┌──

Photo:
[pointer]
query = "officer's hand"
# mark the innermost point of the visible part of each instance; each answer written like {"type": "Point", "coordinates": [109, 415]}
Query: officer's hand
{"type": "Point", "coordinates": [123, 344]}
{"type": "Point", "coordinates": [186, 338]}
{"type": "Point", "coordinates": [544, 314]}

└──

Problem statement:
Convert all of the rows above into a Markdown table with two columns, Index and Text. Place each line in its own table row, numbered in order, and omit blank lines.

Task solution:
| Index | Text |
|---|---|
| 1 | Photo: |
| 2 | [pointer] |
| 3 | query = "officer's hand" |
| 4 | # mark the innermost point of the visible part of each instance; each answer written like {"type": "Point", "coordinates": [109, 415]} |
| 5 | Query: officer's hand |
| 6 | {"type": "Point", "coordinates": [123, 344]} |
| 7 | {"type": "Point", "coordinates": [186, 338]} |
| 8 | {"type": "Point", "coordinates": [544, 314]} |